### AIM OF THE EXERCISE
From the article on the Altnet patent suit against the RIAA, extract the passage from "The litigation-prone RIAA, a" up to and including "March this year.", copying it word for word.

The Recording Industry Association of America (RIAA), which in the past has filed serial lawsuits against several P2P (peer-to-peer) technology and file sharing vendors over copyright infringements, got a taste of its own medicine at the end of last week.
The litigation-prone RIAA, a trade group that claims to represent the US recording industry, has itself been accused of patent infringement by Altnet Inc, a Californian P2P firm.
Also in the firing line are several RIAA partners that make anti-piracy software products – Overpeer Inc., Loudeye Corp. and Media Sentry Inc. Loudeye acquired Overpeer in March this year.
Altnet filed the lawsuit in a Los Angeles district court last week. It alleges that RIAA and its partners infringed on Altnet’s patented file-matching technology that identifies file requests sent over a P2P network.
The suit claims that RIAA encouraged Loudeye and others to propagate popular P2P sites like Kazaa with bogus or damaged files that were disguised as user file requests. It also claims the methods used to match their files with users infringe its patented technology. Altnet is a close partner of Sharman Networks Ltd., the company behind Kazaa.

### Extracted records
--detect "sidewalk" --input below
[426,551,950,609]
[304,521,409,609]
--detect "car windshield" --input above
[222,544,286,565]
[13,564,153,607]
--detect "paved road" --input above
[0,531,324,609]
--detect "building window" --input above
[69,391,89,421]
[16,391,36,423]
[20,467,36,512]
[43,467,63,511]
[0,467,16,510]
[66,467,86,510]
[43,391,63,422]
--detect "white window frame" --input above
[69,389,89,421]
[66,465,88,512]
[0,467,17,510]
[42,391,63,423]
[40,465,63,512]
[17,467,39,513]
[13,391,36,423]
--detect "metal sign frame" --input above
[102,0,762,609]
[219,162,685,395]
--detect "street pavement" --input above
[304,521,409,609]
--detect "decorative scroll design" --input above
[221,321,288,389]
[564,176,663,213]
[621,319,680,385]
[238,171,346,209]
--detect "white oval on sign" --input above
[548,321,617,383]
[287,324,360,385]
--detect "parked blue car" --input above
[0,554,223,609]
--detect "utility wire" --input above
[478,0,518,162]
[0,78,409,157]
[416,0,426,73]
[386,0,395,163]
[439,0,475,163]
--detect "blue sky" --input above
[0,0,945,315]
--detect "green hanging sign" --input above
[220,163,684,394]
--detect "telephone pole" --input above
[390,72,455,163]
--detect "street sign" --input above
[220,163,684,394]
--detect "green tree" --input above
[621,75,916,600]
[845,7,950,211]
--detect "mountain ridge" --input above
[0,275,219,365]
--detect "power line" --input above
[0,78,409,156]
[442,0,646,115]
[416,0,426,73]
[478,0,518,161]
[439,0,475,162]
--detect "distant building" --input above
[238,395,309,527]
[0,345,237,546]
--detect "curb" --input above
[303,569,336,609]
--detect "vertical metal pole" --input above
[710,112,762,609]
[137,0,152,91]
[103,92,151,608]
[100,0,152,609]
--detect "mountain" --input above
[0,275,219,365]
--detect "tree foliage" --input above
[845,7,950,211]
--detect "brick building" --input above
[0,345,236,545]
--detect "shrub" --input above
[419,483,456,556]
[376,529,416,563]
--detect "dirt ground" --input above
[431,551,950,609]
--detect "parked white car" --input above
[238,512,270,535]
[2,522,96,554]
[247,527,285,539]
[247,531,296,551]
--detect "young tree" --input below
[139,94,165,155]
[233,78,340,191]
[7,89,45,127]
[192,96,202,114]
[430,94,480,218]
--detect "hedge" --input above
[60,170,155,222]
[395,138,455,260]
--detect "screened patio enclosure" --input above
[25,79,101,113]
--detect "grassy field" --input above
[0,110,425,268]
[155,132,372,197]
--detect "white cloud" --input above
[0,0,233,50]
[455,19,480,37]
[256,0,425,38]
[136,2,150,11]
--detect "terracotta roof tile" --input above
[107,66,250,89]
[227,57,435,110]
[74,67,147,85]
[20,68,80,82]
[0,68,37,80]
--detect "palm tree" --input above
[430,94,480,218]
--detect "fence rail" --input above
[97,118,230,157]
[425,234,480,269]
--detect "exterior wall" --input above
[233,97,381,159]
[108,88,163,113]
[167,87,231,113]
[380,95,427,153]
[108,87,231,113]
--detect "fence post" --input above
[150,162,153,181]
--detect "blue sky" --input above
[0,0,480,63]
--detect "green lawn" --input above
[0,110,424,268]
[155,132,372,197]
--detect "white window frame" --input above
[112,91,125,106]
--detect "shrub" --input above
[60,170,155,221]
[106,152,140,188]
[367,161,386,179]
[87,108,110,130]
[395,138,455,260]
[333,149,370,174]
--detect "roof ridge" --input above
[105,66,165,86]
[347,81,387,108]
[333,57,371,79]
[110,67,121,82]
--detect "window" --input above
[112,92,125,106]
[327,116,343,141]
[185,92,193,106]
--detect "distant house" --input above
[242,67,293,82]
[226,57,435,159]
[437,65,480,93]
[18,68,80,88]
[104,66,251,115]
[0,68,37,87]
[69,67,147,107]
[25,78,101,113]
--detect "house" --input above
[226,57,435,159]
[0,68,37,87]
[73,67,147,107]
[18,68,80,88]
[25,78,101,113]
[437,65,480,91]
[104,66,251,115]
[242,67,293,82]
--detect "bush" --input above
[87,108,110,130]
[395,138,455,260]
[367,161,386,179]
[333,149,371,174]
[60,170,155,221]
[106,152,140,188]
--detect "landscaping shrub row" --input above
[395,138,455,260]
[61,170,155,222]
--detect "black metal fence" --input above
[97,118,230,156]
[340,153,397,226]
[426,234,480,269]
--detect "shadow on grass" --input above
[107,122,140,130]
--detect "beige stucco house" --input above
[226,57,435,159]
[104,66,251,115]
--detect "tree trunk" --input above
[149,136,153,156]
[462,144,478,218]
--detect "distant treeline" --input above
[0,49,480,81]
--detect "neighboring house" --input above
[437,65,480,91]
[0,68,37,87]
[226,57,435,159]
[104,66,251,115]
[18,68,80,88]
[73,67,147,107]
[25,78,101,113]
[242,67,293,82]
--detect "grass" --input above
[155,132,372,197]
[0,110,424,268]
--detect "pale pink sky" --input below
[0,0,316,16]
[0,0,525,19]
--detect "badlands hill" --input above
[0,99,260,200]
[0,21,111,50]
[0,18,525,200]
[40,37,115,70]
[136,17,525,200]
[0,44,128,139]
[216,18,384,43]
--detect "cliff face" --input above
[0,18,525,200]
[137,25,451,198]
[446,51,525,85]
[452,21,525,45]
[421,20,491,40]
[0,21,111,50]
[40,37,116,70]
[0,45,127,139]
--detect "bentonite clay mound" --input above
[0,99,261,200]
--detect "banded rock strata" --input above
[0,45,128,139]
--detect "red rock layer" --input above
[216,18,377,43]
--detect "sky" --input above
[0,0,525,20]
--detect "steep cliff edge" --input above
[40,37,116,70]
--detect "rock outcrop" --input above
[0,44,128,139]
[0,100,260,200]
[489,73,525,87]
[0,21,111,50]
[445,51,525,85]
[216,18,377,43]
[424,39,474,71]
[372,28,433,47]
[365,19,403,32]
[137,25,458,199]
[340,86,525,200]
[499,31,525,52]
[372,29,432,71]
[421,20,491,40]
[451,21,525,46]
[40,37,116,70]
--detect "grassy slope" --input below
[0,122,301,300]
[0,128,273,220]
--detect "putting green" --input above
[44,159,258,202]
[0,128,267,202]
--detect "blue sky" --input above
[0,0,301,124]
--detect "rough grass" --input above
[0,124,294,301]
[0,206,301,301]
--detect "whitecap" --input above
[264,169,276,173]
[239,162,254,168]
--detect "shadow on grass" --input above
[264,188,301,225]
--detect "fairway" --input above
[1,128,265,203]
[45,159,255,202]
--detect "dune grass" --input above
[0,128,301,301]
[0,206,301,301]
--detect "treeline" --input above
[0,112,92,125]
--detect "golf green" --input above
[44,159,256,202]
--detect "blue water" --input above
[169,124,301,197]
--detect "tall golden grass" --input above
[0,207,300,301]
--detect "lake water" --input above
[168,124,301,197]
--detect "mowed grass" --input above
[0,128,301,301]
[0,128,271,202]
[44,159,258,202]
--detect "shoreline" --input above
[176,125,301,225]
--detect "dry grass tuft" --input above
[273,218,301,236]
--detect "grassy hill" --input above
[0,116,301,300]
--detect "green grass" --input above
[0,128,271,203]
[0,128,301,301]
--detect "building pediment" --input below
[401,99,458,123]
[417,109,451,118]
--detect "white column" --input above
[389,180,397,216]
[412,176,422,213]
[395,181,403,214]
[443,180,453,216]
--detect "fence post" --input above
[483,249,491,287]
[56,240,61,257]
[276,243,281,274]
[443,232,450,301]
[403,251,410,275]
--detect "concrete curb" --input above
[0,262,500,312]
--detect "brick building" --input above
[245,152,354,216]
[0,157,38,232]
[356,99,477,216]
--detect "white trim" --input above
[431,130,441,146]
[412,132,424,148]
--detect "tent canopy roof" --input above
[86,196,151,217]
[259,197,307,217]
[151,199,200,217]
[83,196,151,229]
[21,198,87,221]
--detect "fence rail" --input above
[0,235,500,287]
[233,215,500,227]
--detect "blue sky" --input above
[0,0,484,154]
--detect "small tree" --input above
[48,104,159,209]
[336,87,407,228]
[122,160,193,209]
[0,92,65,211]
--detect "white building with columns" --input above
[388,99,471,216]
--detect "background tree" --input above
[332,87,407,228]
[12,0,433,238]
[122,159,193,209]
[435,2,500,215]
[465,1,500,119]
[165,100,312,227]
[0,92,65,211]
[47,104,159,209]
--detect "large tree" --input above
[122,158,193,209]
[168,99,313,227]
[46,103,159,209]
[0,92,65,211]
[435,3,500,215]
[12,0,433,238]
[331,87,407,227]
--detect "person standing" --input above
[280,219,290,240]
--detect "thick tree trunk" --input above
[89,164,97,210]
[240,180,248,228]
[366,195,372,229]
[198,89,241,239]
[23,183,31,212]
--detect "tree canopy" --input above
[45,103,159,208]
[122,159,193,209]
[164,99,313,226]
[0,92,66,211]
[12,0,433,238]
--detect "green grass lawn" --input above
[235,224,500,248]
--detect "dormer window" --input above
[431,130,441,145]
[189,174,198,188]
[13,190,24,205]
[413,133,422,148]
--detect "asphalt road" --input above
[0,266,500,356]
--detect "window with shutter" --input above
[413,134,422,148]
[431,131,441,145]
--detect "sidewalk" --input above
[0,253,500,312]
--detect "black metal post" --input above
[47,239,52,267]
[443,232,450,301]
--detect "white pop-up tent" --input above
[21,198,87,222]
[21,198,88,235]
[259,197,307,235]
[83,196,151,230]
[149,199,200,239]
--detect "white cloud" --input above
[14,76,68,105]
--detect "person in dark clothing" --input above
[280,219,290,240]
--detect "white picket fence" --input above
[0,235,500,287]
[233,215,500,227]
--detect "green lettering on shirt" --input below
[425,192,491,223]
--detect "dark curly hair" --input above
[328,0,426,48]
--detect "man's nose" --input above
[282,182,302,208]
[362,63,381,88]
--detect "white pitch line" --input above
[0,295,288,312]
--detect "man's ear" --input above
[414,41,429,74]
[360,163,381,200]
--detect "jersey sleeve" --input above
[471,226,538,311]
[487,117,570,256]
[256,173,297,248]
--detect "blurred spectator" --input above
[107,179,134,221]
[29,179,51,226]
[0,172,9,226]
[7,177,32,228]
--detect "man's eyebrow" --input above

### WRITTEN RESPONSE
The litigation-prone RIAA, a trade group that claims to represent the US recording industry, has itself been accused of patent infringement by Altnet Inc, a Californian P2P firm.
Also in the firing line are several RIAA partners that make anti-piracy software products – Overpeer Inc., Loudeye Corp. and Media Sentry Inc. Loudeye acquired Overpeer in March this year.